## Directions for this task
In the answer, give only the lines from the one containing "Return one point per instance of the eyeglasses" to the end of the listing below, each reproduced word for word.

## Extracted records
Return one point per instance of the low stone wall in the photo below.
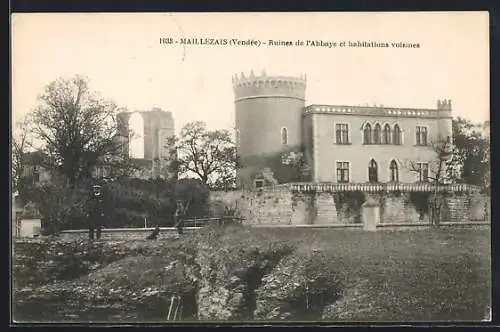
(170, 233)
(282, 206)
(131, 234)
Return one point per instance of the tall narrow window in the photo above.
(421, 135)
(342, 171)
(342, 133)
(423, 172)
(36, 174)
(387, 134)
(367, 134)
(394, 171)
(396, 137)
(372, 171)
(376, 134)
(237, 136)
(284, 136)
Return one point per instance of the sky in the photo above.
(123, 59)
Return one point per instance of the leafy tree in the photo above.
(472, 151)
(210, 155)
(440, 171)
(78, 130)
(194, 194)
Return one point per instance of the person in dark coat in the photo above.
(180, 215)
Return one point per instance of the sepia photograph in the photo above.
(253, 167)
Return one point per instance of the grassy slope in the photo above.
(414, 275)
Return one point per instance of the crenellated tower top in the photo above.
(258, 86)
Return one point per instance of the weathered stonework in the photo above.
(281, 206)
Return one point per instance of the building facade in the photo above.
(276, 132)
(145, 136)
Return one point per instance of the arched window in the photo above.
(136, 139)
(396, 137)
(367, 134)
(237, 136)
(394, 171)
(284, 136)
(387, 134)
(372, 171)
(376, 134)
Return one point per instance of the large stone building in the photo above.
(143, 137)
(276, 132)
(146, 134)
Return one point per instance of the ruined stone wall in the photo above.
(280, 206)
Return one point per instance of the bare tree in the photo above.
(209, 155)
(439, 171)
(77, 128)
(21, 143)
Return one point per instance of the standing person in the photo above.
(180, 215)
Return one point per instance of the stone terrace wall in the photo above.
(281, 206)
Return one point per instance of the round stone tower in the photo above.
(268, 116)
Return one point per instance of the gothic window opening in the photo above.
(387, 134)
(342, 133)
(423, 172)
(421, 135)
(394, 171)
(396, 137)
(342, 171)
(372, 171)
(237, 136)
(376, 134)
(284, 136)
(36, 174)
(367, 134)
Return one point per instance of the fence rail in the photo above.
(380, 187)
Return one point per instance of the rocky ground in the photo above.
(236, 273)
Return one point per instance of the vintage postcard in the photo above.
(251, 167)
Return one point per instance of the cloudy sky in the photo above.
(124, 60)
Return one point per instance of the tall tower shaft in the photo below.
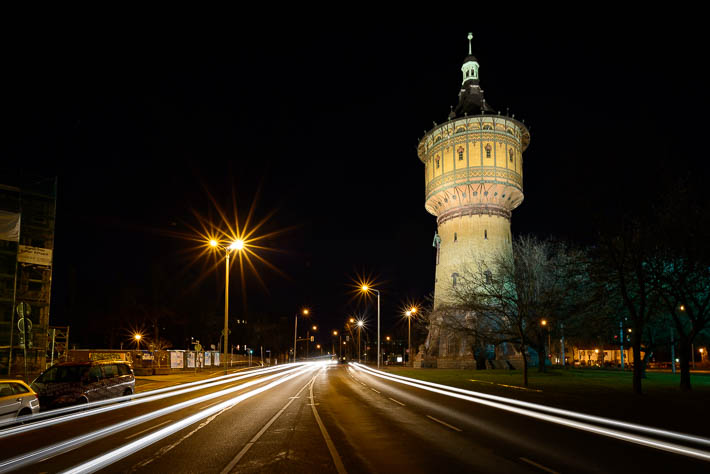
(474, 180)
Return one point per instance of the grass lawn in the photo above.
(594, 391)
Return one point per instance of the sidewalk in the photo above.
(145, 383)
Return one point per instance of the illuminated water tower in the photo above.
(474, 179)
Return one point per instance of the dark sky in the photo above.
(141, 123)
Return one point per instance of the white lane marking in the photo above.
(641, 440)
(147, 429)
(539, 466)
(240, 455)
(444, 423)
(328, 441)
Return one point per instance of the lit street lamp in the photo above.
(409, 315)
(366, 289)
(360, 324)
(236, 245)
(305, 312)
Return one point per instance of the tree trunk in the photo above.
(638, 366)
(684, 349)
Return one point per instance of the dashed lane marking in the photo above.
(444, 423)
(539, 466)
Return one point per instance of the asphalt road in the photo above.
(323, 419)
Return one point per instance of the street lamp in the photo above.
(236, 245)
(409, 315)
(304, 312)
(360, 324)
(366, 289)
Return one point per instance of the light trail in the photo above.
(641, 440)
(559, 411)
(132, 400)
(130, 448)
(73, 443)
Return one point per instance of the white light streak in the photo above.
(642, 440)
(98, 407)
(67, 445)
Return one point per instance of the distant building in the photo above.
(473, 167)
(27, 216)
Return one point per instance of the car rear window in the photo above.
(110, 370)
(6, 390)
(63, 374)
(19, 388)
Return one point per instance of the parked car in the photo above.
(16, 399)
(75, 383)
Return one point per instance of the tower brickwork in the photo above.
(473, 169)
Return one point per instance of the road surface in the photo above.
(323, 418)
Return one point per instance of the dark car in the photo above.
(75, 383)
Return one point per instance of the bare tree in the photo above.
(510, 296)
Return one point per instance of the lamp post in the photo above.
(409, 315)
(360, 324)
(308, 339)
(236, 245)
(366, 289)
(305, 312)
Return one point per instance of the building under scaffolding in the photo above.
(27, 216)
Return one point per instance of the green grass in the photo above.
(595, 391)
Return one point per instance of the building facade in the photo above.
(27, 218)
(473, 168)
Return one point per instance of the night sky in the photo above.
(142, 123)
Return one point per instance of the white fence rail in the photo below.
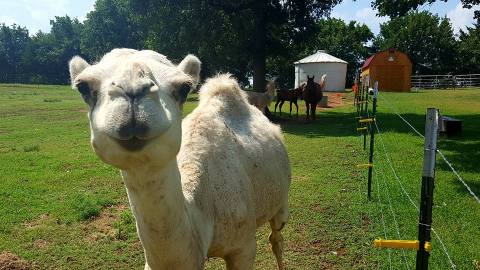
(445, 81)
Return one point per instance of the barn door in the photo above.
(391, 78)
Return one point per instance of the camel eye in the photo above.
(87, 94)
(83, 88)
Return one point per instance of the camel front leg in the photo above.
(308, 108)
(243, 259)
(296, 106)
(313, 109)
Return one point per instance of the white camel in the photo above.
(197, 189)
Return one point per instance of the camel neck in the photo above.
(159, 208)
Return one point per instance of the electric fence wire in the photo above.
(383, 223)
(385, 186)
(449, 164)
(387, 157)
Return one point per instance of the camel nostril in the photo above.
(125, 131)
(130, 130)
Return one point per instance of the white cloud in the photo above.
(461, 17)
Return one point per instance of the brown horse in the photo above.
(313, 93)
(291, 95)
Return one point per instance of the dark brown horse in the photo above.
(290, 95)
(313, 93)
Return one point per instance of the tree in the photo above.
(469, 49)
(402, 7)
(244, 33)
(426, 38)
(110, 25)
(13, 41)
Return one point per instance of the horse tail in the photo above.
(271, 88)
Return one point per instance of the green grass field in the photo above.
(62, 208)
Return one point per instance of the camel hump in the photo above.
(224, 87)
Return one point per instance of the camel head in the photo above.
(135, 100)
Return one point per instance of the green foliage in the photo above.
(402, 7)
(31, 148)
(345, 41)
(469, 49)
(331, 224)
(222, 33)
(426, 38)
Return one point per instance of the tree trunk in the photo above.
(259, 57)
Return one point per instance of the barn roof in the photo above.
(320, 57)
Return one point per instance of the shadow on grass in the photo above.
(462, 151)
(327, 124)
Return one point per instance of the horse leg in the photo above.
(296, 105)
(276, 104)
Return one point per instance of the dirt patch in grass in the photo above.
(103, 226)
(10, 261)
(334, 100)
(38, 222)
(41, 244)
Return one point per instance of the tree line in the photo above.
(241, 37)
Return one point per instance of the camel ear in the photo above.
(76, 66)
(191, 66)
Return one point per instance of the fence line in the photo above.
(438, 151)
(444, 81)
(385, 153)
(393, 214)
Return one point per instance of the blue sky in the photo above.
(36, 14)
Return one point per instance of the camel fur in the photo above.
(197, 188)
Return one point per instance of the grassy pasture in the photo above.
(62, 208)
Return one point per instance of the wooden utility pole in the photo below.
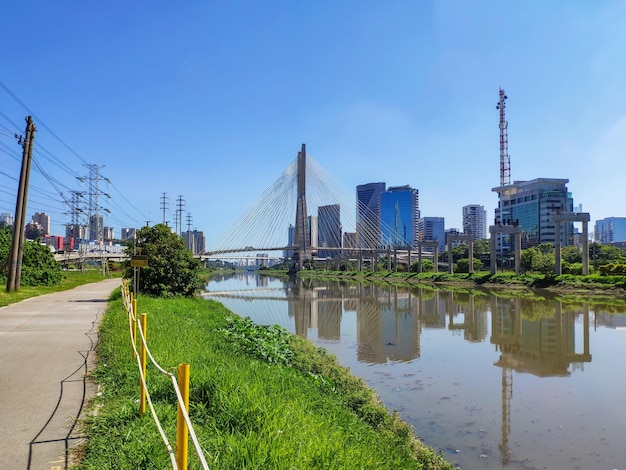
(19, 225)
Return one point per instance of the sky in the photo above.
(212, 100)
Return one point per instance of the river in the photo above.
(494, 382)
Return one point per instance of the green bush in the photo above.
(427, 266)
(38, 265)
(462, 265)
(172, 270)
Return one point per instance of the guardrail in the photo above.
(184, 427)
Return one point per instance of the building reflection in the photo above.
(544, 346)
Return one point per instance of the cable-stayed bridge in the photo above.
(304, 215)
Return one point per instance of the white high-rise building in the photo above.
(42, 219)
(475, 221)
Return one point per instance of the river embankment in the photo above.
(260, 397)
(567, 286)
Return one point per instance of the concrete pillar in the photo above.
(419, 258)
(585, 248)
(557, 248)
(492, 252)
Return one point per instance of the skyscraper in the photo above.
(42, 219)
(530, 204)
(433, 229)
(368, 214)
(399, 214)
(329, 230)
(475, 221)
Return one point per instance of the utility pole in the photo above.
(164, 207)
(17, 247)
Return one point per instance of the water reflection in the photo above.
(389, 330)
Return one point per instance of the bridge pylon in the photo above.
(302, 236)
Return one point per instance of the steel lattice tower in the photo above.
(505, 160)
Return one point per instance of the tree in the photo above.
(462, 265)
(38, 265)
(543, 263)
(172, 270)
(571, 254)
(427, 266)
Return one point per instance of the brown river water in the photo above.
(493, 382)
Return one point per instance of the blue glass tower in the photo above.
(399, 214)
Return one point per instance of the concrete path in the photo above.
(47, 345)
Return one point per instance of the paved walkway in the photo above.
(47, 345)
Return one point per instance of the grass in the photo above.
(260, 398)
(69, 280)
(591, 284)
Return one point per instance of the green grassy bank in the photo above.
(69, 280)
(260, 398)
(591, 284)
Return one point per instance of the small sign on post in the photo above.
(139, 261)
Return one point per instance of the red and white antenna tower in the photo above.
(505, 160)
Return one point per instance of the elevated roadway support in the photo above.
(470, 252)
(558, 220)
(434, 244)
(515, 230)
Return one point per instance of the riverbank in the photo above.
(260, 398)
(565, 285)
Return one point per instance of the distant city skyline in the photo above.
(403, 92)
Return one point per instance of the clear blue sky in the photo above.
(212, 100)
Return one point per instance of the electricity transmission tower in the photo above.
(95, 227)
(190, 238)
(164, 206)
(180, 208)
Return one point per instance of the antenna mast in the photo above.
(505, 159)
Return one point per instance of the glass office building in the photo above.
(610, 230)
(329, 230)
(368, 214)
(530, 204)
(399, 214)
(433, 229)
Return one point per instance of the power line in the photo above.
(41, 122)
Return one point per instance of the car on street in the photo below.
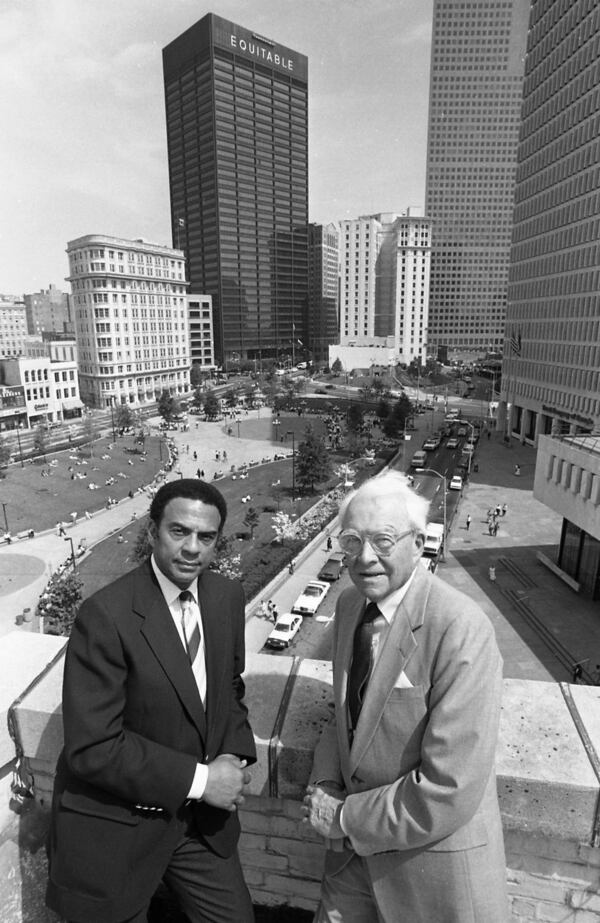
(332, 568)
(311, 597)
(286, 629)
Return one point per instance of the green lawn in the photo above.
(33, 501)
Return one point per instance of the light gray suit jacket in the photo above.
(421, 801)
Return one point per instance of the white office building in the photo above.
(131, 320)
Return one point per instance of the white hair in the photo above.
(397, 487)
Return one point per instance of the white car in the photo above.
(286, 629)
(311, 598)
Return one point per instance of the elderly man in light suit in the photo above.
(403, 783)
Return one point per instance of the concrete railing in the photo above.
(548, 783)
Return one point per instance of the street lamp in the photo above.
(293, 435)
(69, 539)
(443, 479)
(472, 443)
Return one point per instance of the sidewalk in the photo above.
(543, 626)
(29, 563)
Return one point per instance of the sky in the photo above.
(83, 124)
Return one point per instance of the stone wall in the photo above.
(548, 784)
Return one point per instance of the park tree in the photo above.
(394, 423)
(5, 454)
(251, 520)
(165, 406)
(59, 602)
(211, 405)
(283, 527)
(355, 418)
(123, 417)
(197, 375)
(383, 409)
(313, 463)
(198, 400)
(39, 441)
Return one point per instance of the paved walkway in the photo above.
(543, 626)
(26, 565)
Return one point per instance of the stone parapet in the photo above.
(548, 784)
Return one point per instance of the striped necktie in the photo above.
(191, 629)
(362, 660)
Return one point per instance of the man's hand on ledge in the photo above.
(322, 808)
(227, 776)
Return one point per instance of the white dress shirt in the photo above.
(171, 593)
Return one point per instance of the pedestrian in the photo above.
(143, 791)
(400, 805)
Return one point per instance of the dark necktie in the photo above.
(192, 641)
(362, 661)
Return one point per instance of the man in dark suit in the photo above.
(404, 787)
(156, 736)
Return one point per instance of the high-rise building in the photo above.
(551, 367)
(477, 55)
(384, 288)
(48, 311)
(237, 134)
(323, 290)
(13, 326)
(131, 320)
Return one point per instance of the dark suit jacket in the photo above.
(134, 731)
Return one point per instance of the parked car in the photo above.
(286, 629)
(434, 539)
(311, 597)
(332, 568)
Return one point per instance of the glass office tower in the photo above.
(477, 55)
(237, 130)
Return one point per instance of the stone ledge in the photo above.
(546, 782)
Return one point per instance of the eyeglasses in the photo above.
(382, 543)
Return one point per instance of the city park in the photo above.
(307, 449)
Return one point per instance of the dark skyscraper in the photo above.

## Task output
Return one point per instance of the eyeglasses in the photo above.
(382, 543)
Return one point per instance of the city park in the photo above.
(307, 449)
Return one point per instance of the dark skyscraper in the photo above.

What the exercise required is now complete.